◆ **Directive**: Write out each line of the material again, word for word.
── Exercise input
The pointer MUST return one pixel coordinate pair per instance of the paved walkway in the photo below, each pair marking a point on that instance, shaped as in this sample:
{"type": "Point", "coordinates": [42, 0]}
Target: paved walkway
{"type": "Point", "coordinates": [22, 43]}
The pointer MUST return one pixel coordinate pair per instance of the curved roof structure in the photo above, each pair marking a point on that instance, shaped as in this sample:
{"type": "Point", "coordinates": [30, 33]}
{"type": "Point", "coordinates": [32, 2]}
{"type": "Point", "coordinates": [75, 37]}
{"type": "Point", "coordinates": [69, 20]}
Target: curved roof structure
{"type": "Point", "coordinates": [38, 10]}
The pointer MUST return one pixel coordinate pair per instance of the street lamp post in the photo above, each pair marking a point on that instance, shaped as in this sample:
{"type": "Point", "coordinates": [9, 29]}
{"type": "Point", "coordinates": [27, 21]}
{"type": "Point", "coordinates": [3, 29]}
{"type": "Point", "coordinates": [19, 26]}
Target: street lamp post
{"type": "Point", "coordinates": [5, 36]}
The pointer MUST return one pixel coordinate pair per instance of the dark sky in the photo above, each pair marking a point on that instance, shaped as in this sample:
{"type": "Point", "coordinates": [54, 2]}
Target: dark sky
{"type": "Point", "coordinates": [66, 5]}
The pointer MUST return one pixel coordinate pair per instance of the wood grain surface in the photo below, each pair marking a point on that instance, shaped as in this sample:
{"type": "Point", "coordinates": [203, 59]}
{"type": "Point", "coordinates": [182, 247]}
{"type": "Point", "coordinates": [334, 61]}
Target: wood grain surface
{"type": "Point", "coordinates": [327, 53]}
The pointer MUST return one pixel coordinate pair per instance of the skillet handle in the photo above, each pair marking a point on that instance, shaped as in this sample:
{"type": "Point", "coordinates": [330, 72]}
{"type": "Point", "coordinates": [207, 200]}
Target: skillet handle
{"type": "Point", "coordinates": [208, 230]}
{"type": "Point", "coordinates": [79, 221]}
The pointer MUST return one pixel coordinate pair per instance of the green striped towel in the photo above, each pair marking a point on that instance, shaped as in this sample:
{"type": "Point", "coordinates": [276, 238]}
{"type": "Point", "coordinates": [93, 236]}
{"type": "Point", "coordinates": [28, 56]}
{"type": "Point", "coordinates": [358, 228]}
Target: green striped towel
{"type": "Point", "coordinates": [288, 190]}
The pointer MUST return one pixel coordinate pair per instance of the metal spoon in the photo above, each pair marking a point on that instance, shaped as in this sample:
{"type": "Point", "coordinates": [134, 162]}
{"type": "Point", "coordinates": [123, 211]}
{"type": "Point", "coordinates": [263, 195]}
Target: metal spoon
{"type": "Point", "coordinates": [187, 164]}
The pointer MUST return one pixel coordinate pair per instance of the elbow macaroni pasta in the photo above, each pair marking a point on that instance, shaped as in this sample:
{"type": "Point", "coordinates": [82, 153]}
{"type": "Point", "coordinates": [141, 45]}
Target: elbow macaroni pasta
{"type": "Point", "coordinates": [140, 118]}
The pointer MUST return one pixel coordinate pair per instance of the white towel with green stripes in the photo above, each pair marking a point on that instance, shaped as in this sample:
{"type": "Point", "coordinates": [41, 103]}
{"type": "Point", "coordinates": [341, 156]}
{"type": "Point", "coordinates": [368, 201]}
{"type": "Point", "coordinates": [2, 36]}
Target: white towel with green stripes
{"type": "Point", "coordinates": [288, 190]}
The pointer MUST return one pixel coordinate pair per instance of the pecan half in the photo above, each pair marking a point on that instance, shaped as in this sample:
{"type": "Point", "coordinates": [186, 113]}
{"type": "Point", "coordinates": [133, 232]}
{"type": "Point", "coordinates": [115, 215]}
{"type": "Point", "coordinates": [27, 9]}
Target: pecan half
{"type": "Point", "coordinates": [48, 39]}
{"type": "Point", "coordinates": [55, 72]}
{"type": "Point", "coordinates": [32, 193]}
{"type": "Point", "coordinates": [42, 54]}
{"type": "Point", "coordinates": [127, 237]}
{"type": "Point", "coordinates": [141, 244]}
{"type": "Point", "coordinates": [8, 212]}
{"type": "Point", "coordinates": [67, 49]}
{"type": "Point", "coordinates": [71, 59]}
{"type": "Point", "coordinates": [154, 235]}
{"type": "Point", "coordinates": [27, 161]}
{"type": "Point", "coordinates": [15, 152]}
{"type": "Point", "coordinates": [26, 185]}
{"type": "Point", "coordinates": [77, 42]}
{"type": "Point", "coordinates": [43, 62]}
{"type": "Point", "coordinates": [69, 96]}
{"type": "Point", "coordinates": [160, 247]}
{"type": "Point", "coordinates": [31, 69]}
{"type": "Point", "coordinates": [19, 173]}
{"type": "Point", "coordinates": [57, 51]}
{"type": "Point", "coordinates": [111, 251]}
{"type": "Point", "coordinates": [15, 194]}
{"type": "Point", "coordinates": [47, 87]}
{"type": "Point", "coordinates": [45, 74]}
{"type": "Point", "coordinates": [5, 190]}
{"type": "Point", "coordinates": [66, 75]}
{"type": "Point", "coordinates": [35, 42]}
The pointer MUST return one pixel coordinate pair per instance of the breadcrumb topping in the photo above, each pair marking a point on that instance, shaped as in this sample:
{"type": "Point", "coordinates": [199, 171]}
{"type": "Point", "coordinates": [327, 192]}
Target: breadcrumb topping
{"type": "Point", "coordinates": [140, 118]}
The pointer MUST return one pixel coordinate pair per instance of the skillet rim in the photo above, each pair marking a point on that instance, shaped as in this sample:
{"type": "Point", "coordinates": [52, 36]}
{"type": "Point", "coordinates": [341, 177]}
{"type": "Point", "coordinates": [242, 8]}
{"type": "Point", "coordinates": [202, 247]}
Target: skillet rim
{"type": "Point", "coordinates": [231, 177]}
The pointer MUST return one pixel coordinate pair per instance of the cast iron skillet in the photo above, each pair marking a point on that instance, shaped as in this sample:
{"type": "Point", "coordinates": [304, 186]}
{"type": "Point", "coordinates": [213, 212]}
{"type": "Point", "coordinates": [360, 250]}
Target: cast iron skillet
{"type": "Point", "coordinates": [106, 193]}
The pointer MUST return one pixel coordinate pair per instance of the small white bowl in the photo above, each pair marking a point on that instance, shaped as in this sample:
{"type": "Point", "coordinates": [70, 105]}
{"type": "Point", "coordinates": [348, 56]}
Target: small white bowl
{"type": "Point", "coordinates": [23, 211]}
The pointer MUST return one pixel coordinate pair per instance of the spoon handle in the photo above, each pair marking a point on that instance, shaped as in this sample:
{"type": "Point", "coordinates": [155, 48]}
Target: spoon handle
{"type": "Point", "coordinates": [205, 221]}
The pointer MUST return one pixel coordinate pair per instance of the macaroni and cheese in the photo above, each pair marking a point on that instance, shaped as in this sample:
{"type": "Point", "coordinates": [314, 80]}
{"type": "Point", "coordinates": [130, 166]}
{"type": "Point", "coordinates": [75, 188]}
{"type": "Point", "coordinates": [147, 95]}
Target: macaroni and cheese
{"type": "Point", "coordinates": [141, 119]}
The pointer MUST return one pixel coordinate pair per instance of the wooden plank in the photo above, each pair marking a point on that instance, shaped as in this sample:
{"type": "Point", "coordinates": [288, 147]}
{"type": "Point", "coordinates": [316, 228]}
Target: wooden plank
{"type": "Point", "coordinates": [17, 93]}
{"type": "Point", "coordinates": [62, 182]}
────
◆ **Full response**:
The pointer MUST return one pixel coordinate pair per instance of the paved walkway in the photo below, each pair marking a point on that instance, shaped as in this sample:
{"type": "Point", "coordinates": [42, 0]}
Target: paved walkway
{"type": "Point", "coordinates": [22, 43]}
The pointer MUST return one pixel coordinate pair per instance of the curved roof structure in the photo above, each pair marking a point on that instance, shaped as in this sample:
{"type": "Point", "coordinates": [30, 33]}
{"type": "Point", "coordinates": [32, 2]}
{"type": "Point", "coordinates": [75, 37]}
{"type": "Point", "coordinates": [69, 20]}
Target: curved roof structure
{"type": "Point", "coordinates": [38, 10]}
The pointer MUST return one pixel coordinate pair per instance of the street lamp post in the photo above, each pair marking a point on that instance, shaped as in this sample:
{"type": "Point", "coordinates": [9, 29]}
{"type": "Point", "coordinates": [27, 21]}
{"type": "Point", "coordinates": [3, 29]}
{"type": "Point", "coordinates": [19, 26]}
Target: street lamp post
{"type": "Point", "coordinates": [5, 36]}
The pointer MUST return one pixel coordinate pair per instance of the dark sky in the photo above, each pair marking a point on that instance, shaped as in this sample:
{"type": "Point", "coordinates": [54, 2]}
Target: dark sky
{"type": "Point", "coordinates": [66, 5]}
The pointer MUST return one pixel coordinate pair per instance of the wood grain surface in the photo below, each pair marking a point on that instance, shaped as in this sample:
{"type": "Point", "coordinates": [203, 59]}
{"type": "Point", "coordinates": [182, 247]}
{"type": "Point", "coordinates": [334, 61]}
Target: wood grain surface
{"type": "Point", "coordinates": [327, 53]}
The pointer MUST return one pixel coordinate pair per instance of the skillet handle in the photo above, each pair marking a point on that instance, shaped as in this sample:
{"type": "Point", "coordinates": [330, 72]}
{"type": "Point", "coordinates": [207, 200]}
Target: skillet handle
{"type": "Point", "coordinates": [208, 230]}
{"type": "Point", "coordinates": [79, 221]}
The pointer MUST return one pixel coordinate pair per instance of the green striped towel in the photo above, each pair marking a point on that instance, shaped as in this sample:
{"type": "Point", "coordinates": [276, 238]}
{"type": "Point", "coordinates": [93, 236]}
{"type": "Point", "coordinates": [28, 56]}
{"type": "Point", "coordinates": [358, 228]}
Target: green striped towel
{"type": "Point", "coordinates": [288, 190]}
The pointer MUST return one pixel coordinate pair per instance of the metal spoon in the photo above, each pair marking a point on that instance, shaped as in this sample:
{"type": "Point", "coordinates": [134, 162]}
{"type": "Point", "coordinates": [123, 211]}
{"type": "Point", "coordinates": [263, 195]}
Target: metal spoon
{"type": "Point", "coordinates": [187, 164]}
The pointer MUST return one pixel coordinate pair per instance of the elbow macaroni pasta in the photo above, each pair marking a point on that instance, shaped as in this sample:
{"type": "Point", "coordinates": [82, 153]}
{"type": "Point", "coordinates": [141, 45]}
Target: elbow macaroni pasta
{"type": "Point", "coordinates": [140, 118]}
The pointer MUST return one pixel coordinate pair per instance of the white towel with green stripes in the photo above, each pair marking a point on that instance, shaped as in this sample:
{"type": "Point", "coordinates": [41, 103]}
{"type": "Point", "coordinates": [341, 156]}
{"type": "Point", "coordinates": [368, 201]}
{"type": "Point", "coordinates": [2, 36]}
Target: white towel with green stripes
{"type": "Point", "coordinates": [288, 190]}
The pointer MUST return one pixel coordinate pair per instance of the pecan half in the photo above, each pair marking a point on that instance, shaped as in this sample:
{"type": "Point", "coordinates": [186, 113]}
{"type": "Point", "coordinates": [133, 232]}
{"type": "Point", "coordinates": [115, 215]}
{"type": "Point", "coordinates": [27, 9]}
Target: pecan half
{"type": "Point", "coordinates": [48, 39]}
{"type": "Point", "coordinates": [55, 72]}
{"type": "Point", "coordinates": [32, 193]}
{"type": "Point", "coordinates": [42, 54]}
{"type": "Point", "coordinates": [127, 237]}
{"type": "Point", "coordinates": [141, 244]}
{"type": "Point", "coordinates": [8, 212]}
{"type": "Point", "coordinates": [67, 49]}
{"type": "Point", "coordinates": [71, 59]}
{"type": "Point", "coordinates": [154, 235]}
{"type": "Point", "coordinates": [27, 161]}
{"type": "Point", "coordinates": [15, 152]}
{"type": "Point", "coordinates": [26, 185]}
{"type": "Point", "coordinates": [77, 42]}
{"type": "Point", "coordinates": [43, 62]}
{"type": "Point", "coordinates": [69, 96]}
{"type": "Point", "coordinates": [160, 247]}
{"type": "Point", "coordinates": [31, 69]}
{"type": "Point", "coordinates": [19, 173]}
{"type": "Point", "coordinates": [57, 51]}
{"type": "Point", "coordinates": [111, 251]}
{"type": "Point", "coordinates": [15, 194]}
{"type": "Point", "coordinates": [47, 87]}
{"type": "Point", "coordinates": [45, 74]}
{"type": "Point", "coordinates": [5, 190]}
{"type": "Point", "coordinates": [66, 75]}
{"type": "Point", "coordinates": [35, 42]}
The pointer MUST return one pixel coordinate pair per instance of the breadcrumb topping in the photo above, each pair marking a point on that instance, shaped as in this sample:
{"type": "Point", "coordinates": [199, 171]}
{"type": "Point", "coordinates": [327, 192]}
Target: breadcrumb topping
{"type": "Point", "coordinates": [140, 118]}
The pointer MUST return one pixel coordinate pair per instance of the skillet rim in the photo above, each pair marking a point on that instance, shaped as in this sample:
{"type": "Point", "coordinates": [52, 36]}
{"type": "Point", "coordinates": [341, 177]}
{"type": "Point", "coordinates": [242, 8]}
{"type": "Point", "coordinates": [202, 247]}
Target: skillet rim
{"type": "Point", "coordinates": [231, 177]}
The pointer MUST return one pixel coordinate pair per instance of the cast iron skillet in the photo above, each pair marking a point on that instance, shaped as in this sample:
{"type": "Point", "coordinates": [304, 186]}
{"type": "Point", "coordinates": [213, 212]}
{"type": "Point", "coordinates": [360, 250]}
Target: cast iron skillet
{"type": "Point", "coordinates": [106, 193]}
The pointer MUST return one pixel coordinate pair per instance of the small white bowl in the photo above, each pair marking a point on that instance, shaped as in this sample:
{"type": "Point", "coordinates": [70, 105]}
{"type": "Point", "coordinates": [348, 56]}
Target: small white bowl
{"type": "Point", "coordinates": [23, 211]}
The pointer MUST return one pixel coordinate pair per instance of the spoon handle in the photo above, each pair marking a point on that instance, shaped as in this sample:
{"type": "Point", "coordinates": [155, 48]}
Target: spoon handle
{"type": "Point", "coordinates": [205, 221]}
The pointer MUST return one pixel coordinate pair per instance of the macaroni and cheese in the photo above, each pair marking a point on that instance, shaped as in this sample:
{"type": "Point", "coordinates": [314, 80]}
{"type": "Point", "coordinates": [130, 166]}
{"type": "Point", "coordinates": [75, 188]}
{"type": "Point", "coordinates": [147, 95]}
Target: macaroni and cheese
{"type": "Point", "coordinates": [141, 119]}
The pointer MUST return one pixel coordinate pair per instance of the wooden plank in the photo above, each pair marking a point on that instance, shaped as in this sample:
{"type": "Point", "coordinates": [288, 147]}
{"type": "Point", "coordinates": [316, 228]}
Target: wooden plank
{"type": "Point", "coordinates": [17, 93]}
{"type": "Point", "coordinates": [62, 182]}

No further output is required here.